◆ **Excerpted text**
* BEGIN *
1'Animal Farm' by George Orwell
Page Count: 128 Pages
A farm is taken over by its overworked, mistreated animals. With flaming idealism and stirring slogans, they set out to create a paradise of progress, justice, and equality. Thus the stage is set for one of the most telling satiric fables ever penned; a razor-edged fairy tale for grown-ups that records the evolution from revolution against tyranny to a totalitarianism just as terrible.
2'Fahrenheit 451' by Ray Bradbury
Page Count: 174 Pages
The terrifying novel that predicts a post-literature future follows Guy Montag is a fireman. His job is to burn books, which are forbidden, considered the source of all discord and unhappiness. Even so, Montag is unhappy; there is discord in his marriage. Are books hidden in his house? The Mechanical Hound of the Fire Department, armed with a lethal hypodermic, escorted by helicopters, is ready to track down those dissidents who defy society to preserve and read books.
3'Of Mice and Men' by John Steinbeck
Page Count: 112 Pages
The compelling story of two outsiders striving to find their place in an unforgiving world. Drifters in search of work, George and his simple-minded friend Lennie have nothing in the world except each other and a dream that one day they will have some land of their own. Eventually they find work on a ranch in California’s Salinas Valley, but their hopes are doomed as Lennie, struggling against extreme cruelty, misunderstanding and feelings of jealousy, becomes a victim of his own strength.
4'The House on Mango Street' by Sandra Cisneros (110 Pages)
Page Count: 110 Pages
Told in a series of vignettes – sometimes heartbreaking, sometimes deeply joyous – this is the coming-of-age story of a young Latina girl named Esperanza Cordero. She is growing up in Chicago, and starting to invent for herself who and what she will become.
5'The Great Gatsby' by F. Scott Fitzgerald
Page Count: 180 Pages
The story of fabulously wealthy Jay Gatsby and his doomed love affair with Daisy Buchanan has been heralded as the exemplary novel of the Jazz Age. It's a story of lavish parties, drinking and sex, but with the sinister undertone that examines dreams verses reality that has made it one of our most discussed novels of all-time.
* END *
◆ **Given information**
* BEGIN *
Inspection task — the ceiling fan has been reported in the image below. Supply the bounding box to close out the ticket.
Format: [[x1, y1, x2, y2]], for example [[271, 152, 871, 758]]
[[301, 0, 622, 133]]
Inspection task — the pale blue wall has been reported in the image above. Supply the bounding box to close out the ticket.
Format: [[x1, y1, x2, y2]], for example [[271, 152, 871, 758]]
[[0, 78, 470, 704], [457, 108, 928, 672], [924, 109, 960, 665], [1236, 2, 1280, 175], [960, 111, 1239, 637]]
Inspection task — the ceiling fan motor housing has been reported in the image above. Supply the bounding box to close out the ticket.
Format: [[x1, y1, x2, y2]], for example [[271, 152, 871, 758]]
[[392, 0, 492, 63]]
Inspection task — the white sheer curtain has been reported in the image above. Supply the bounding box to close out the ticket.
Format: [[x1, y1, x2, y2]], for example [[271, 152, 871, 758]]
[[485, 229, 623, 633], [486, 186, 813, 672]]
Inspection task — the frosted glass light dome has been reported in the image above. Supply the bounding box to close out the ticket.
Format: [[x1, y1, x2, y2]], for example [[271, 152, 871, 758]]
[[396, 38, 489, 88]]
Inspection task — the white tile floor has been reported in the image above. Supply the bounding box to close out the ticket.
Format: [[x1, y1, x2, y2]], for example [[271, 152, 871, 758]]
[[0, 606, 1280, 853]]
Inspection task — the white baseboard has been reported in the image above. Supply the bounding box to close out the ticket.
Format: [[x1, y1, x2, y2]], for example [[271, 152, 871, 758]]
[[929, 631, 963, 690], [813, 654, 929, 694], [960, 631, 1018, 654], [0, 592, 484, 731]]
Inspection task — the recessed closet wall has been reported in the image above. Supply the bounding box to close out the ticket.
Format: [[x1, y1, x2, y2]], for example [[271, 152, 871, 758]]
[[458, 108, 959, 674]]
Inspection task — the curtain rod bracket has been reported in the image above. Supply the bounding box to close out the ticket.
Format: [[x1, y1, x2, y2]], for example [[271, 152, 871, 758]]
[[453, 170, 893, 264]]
* END *
◆ **Objectives**
• A. Repeat everything in the book list from "Page Count: 110" down to "she will become.".
• B. Please swap "ticket" for "work order" in the listing, covering everything from the line containing "Inspection task — the white sheer" down to the end of the listing. Give back only those lines, with nothing else changed.
The book list and the listing have nothing to do with each other.

◆ **Answers by task**
• A.
Page Count: 110 Pages
Told in a series of vignettes – sometimes heartbreaking, sometimes deeply joyous – this is the coming-of-age story of a young Latina girl named Esperanza Cordero. She is growing up in Chicago, and starting to invent for herself who and what she will become.

• B.
Inspection task — the white sheer curtain has been reported in the image above. Supply the bounding box to close out the work order.
Format: [[x1, y1, x2, y2]], for example [[271, 152, 871, 758]]
[[485, 229, 623, 633], [486, 186, 813, 672]]
Inspection task — the frosted glass light dome has been reported in the image above. Supply the bounding box to close out the work order.
Format: [[x1, y1, x2, y2]], for example [[271, 152, 871, 758]]
[[396, 38, 489, 88]]
Inspection task — the white tile floor has been reported in the image above. Supply the bounding box to close out the work order.
Format: [[x1, y1, x2, y2]], for example [[271, 152, 871, 758]]
[[0, 606, 1280, 853]]
Inspection task — the white baseboard has been reported in the image above. Supply the bounding box to close out the work order.
Format: [[x1, y1, x2, y2]], for example [[271, 152, 871, 758]]
[[929, 631, 963, 690], [813, 654, 929, 694], [960, 631, 1018, 654], [0, 592, 484, 731]]
Inspection task — the recessed closet wall has been reported in the image above. Supply the bounding box to close out the work order.
Format: [[x1, y1, x2, y2]], for example [[271, 152, 871, 758]]
[[458, 108, 959, 674]]
Inspection task — the curtain rod bracket has been reported in the image above. Supply the bounding box to close out the work order.
Format: [[x1, y1, x2, y2]], for example [[271, 152, 871, 758]]
[[453, 170, 893, 264]]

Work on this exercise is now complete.